━━━━━ EXERCISE INPUTS ━━━━━

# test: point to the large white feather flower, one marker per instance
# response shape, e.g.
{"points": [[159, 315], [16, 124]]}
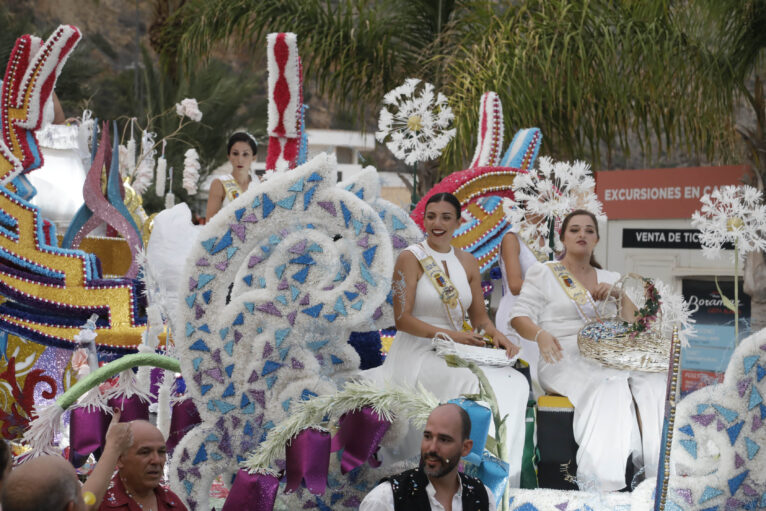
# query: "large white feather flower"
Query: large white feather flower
{"points": [[731, 214], [547, 195], [415, 122]]}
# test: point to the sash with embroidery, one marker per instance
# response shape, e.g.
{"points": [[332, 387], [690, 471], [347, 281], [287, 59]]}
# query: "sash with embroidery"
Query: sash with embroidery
{"points": [[231, 188], [576, 292], [444, 287]]}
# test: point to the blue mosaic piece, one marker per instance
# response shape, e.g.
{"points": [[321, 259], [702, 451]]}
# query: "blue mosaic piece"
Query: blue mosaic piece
{"points": [[340, 306], [749, 362], [303, 259], [268, 206], [308, 196], [736, 481], [204, 279], [269, 367], [369, 254], [208, 244], [733, 431], [287, 202], [199, 345], [729, 415], [223, 243], [752, 448], [314, 310], [297, 186], [691, 447]]}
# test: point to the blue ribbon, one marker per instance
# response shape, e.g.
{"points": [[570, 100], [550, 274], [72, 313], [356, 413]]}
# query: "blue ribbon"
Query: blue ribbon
{"points": [[480, 419]]}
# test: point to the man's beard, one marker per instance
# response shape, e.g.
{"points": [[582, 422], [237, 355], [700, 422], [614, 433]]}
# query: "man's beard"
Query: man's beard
{"points": [[446, 464]]}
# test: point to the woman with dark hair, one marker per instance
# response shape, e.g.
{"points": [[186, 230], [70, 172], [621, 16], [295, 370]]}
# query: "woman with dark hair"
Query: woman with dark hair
{"points": [[241, 150], [436, 286], [617, 413]]}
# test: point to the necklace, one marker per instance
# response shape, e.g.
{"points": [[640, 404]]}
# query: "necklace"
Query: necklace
{"points": [[133, 497]]}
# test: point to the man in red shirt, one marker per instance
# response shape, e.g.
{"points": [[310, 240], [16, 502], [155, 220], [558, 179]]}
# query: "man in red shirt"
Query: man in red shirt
{"points": [[136, 486]]}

━━━━━

BRIEF: Go through the entries above and output them exactly, without pictures.

REPLY TO THE EXERCISE:
# test: point to the large white feather flower, one marker per instance
# response shape, e.g.
{"points": [[159, 315], [16, 124]]}
# query: "large white feather flower"
Query: large white feather flower
{"points": [[731, 214], [547, 195], [415, 122]]}
# test: point to the sash with embroidery, one marker per instance
# response shape, e.g.
{"points": [[332, 387], [690, 471], [347, 281], [287, 59]]}
# query: "sash with embroidery"
Query: sash with embroidery
{"points": [[231, 188], [576, 292], [444, 287]]}
# test: point to the blue mosaic piece, one marker per instance
# response shape, e.g.
{"points": [[321, 259], [702, 451]]}
# query: "blue mosaic piece"
Query: blue mosaic piece
{"points": [[340, 306], [749, 362], [303, 259], [268, 206], [308, 196], [736, 481], [204, 279], [269, 367], [369, 254], [208, 244], [733, 431], [287, 202], [199, 345], [729, 415], [223, 243], [752, 448], [314, 310], [297, 186], [691, 447]]}
# test: point to the blue ribbon, one marker per instance
# response shape, e.g.
{"points": [[570, 100], [550, 274], [72, 313], [356, 413]]}
# query: "blue ribbon"
Query: blue ribbon
{"points": [[480, 419]]}
# test: point to the man's beard, one marker per instance
# response shape, e.g.
{"points": [[582, 422], [237, 355], [700, 422], [614, 433]]}
# query: "man's beard"
Query: man's beard
{"points": [[446, 464]]}
# test: point to the woman with dark hair, one marker per instance
# response shape, e.g.
{"points": [[186, 230], [70, 172], [621, 16], [295, 370]]}
# query: "woman with dark hair"
Query: woman with dark hair
{"points": [[241, 150], [436, 286], [617, 413]]}
# test: point to the necklace, one marker per instance
# response shape, e.g.
{"points": [[640, 404]]}
# query: "necklace"
Query: necklace
{"points": [[133, 497]]}
# test: point to the man in red shirt, one marker per instance
# response shape, e.g.
{"points": [[310, 240], [16, 502], [155, 220], [558, 179]]}
# query: "man in red shirt"
Query: man in red shirt
{"points": [[136, 486]]}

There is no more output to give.